Bounding box annotation entries:
-*-*-

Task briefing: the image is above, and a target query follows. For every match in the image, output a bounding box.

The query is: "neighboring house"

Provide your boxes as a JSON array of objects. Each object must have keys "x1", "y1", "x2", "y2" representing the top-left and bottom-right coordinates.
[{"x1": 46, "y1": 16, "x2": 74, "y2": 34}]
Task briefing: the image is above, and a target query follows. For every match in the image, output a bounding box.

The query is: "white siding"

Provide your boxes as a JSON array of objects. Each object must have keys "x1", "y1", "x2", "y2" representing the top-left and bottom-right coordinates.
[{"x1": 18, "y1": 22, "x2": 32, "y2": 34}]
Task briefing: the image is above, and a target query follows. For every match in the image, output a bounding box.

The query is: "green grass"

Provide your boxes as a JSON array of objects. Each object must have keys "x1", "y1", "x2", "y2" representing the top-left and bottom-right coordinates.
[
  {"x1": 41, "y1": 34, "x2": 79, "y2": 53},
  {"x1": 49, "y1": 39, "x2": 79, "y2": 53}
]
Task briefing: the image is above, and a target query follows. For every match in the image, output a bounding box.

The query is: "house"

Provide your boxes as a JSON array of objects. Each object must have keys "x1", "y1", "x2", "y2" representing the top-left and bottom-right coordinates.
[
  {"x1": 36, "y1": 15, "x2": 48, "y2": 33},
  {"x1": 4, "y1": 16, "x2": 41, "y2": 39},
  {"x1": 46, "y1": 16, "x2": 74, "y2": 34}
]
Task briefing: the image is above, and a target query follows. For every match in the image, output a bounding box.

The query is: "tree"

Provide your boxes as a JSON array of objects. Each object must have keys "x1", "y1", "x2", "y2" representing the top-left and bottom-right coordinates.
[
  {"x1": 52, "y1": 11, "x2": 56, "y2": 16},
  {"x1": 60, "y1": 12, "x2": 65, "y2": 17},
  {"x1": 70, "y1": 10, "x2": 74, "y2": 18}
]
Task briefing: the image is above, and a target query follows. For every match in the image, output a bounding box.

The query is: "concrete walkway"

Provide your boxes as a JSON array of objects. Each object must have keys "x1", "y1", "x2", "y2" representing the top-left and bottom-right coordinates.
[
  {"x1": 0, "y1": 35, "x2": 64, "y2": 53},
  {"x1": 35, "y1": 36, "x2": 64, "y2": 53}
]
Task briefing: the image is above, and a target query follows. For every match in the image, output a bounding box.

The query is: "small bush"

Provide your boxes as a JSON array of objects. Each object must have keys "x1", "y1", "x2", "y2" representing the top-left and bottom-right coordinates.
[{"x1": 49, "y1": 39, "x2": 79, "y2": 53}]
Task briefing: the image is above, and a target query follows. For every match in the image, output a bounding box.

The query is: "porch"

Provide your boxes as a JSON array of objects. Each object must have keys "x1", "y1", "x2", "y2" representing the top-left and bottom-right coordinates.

-*-*-

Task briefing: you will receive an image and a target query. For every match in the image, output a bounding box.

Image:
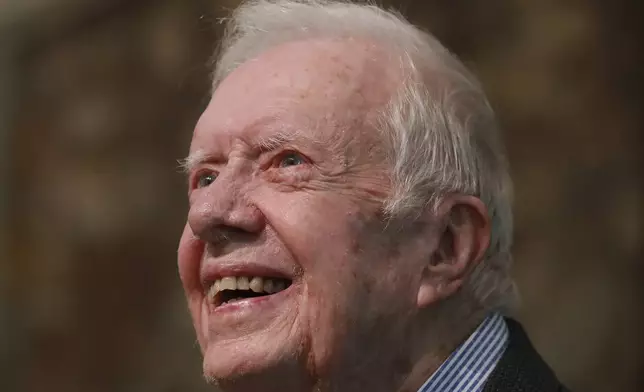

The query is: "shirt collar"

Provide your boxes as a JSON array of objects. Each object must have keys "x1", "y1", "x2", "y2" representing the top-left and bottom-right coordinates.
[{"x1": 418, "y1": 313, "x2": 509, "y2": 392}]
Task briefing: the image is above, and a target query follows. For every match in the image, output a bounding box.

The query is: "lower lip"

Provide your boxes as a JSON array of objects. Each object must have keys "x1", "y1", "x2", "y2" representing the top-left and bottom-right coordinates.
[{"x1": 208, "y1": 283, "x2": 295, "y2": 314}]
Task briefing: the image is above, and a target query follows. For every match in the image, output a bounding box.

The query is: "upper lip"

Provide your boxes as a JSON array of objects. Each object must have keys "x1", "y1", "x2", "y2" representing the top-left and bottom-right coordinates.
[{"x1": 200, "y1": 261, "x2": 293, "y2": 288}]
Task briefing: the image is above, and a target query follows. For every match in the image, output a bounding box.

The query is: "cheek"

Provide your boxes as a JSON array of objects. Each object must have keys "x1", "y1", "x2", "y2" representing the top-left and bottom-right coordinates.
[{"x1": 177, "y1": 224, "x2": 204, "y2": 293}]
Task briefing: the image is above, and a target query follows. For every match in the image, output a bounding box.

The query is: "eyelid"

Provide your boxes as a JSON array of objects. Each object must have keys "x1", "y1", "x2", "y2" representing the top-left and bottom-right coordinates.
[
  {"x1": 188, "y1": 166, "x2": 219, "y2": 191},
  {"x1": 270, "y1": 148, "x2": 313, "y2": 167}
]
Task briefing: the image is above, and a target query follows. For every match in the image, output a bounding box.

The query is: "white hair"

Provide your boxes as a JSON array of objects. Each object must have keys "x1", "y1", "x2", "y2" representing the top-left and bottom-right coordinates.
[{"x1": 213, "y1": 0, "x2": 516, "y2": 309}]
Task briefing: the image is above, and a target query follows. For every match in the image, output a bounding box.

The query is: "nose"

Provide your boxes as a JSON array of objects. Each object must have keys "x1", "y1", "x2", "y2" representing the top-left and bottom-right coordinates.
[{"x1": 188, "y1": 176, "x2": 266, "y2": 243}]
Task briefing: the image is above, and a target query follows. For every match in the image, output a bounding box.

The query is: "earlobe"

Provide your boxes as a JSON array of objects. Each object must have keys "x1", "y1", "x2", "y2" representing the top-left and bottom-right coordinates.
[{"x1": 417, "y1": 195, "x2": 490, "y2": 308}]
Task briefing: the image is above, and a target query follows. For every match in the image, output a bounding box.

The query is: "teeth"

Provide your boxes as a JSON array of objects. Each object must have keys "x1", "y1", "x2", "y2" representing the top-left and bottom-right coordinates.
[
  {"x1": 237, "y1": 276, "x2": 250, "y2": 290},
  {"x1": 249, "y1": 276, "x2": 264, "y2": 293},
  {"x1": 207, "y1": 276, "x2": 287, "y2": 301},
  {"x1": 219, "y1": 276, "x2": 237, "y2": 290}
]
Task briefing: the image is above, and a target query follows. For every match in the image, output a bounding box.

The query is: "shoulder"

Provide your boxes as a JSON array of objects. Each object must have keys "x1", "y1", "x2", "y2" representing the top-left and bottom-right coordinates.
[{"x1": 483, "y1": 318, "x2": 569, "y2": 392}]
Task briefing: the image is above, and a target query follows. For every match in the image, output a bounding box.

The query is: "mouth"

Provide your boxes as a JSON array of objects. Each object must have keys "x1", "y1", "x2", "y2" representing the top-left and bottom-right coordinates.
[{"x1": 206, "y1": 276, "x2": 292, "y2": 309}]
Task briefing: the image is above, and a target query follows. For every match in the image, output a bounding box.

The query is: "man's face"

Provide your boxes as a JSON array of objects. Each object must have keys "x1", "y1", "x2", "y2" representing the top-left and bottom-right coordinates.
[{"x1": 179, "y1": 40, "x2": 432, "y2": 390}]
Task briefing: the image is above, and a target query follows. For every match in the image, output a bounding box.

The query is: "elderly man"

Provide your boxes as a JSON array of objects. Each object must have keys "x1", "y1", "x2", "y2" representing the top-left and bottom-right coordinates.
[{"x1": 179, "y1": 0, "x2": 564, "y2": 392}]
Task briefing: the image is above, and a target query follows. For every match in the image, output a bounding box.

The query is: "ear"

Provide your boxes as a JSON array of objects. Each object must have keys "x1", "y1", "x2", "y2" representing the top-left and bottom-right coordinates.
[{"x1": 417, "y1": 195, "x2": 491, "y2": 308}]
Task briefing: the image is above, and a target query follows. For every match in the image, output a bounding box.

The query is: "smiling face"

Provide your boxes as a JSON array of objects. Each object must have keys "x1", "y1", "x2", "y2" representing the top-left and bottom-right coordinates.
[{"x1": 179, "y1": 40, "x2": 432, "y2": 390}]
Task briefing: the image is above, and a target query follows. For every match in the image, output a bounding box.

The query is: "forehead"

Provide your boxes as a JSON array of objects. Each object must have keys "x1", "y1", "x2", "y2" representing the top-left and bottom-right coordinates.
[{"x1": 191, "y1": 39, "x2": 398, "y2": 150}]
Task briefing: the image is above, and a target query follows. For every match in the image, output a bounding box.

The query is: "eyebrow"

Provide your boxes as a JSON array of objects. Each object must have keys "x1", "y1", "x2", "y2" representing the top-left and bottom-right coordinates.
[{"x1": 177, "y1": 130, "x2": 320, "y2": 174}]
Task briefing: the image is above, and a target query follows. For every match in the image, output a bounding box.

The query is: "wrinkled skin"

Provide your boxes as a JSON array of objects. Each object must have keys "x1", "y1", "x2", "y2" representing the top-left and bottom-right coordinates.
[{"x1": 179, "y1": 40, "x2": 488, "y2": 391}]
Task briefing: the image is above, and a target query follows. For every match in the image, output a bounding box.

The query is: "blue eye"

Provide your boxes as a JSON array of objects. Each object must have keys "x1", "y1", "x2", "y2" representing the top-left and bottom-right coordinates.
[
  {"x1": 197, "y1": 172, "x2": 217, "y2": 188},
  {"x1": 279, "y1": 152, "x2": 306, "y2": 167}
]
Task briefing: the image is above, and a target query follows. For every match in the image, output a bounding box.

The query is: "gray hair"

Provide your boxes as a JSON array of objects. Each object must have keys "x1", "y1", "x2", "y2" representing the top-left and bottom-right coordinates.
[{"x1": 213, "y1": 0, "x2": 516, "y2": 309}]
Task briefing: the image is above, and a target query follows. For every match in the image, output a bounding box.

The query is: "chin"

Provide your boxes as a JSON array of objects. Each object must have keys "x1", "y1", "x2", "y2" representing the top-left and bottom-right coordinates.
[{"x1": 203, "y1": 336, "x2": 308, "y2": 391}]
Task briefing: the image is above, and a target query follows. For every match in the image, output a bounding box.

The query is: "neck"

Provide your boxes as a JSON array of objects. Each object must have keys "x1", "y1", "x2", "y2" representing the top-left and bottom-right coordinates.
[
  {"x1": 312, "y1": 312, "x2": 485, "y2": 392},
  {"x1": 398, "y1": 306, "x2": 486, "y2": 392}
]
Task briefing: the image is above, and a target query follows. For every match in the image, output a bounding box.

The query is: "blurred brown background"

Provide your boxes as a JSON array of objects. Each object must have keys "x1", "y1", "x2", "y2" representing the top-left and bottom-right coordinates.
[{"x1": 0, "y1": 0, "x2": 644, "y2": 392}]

-*-*-

## What is asked
Pull out every line of the material that contains the word "face", copying each line in full. Match case exactly.

## Finished exercise
The query is: "man's face"
The query is: "smiling face"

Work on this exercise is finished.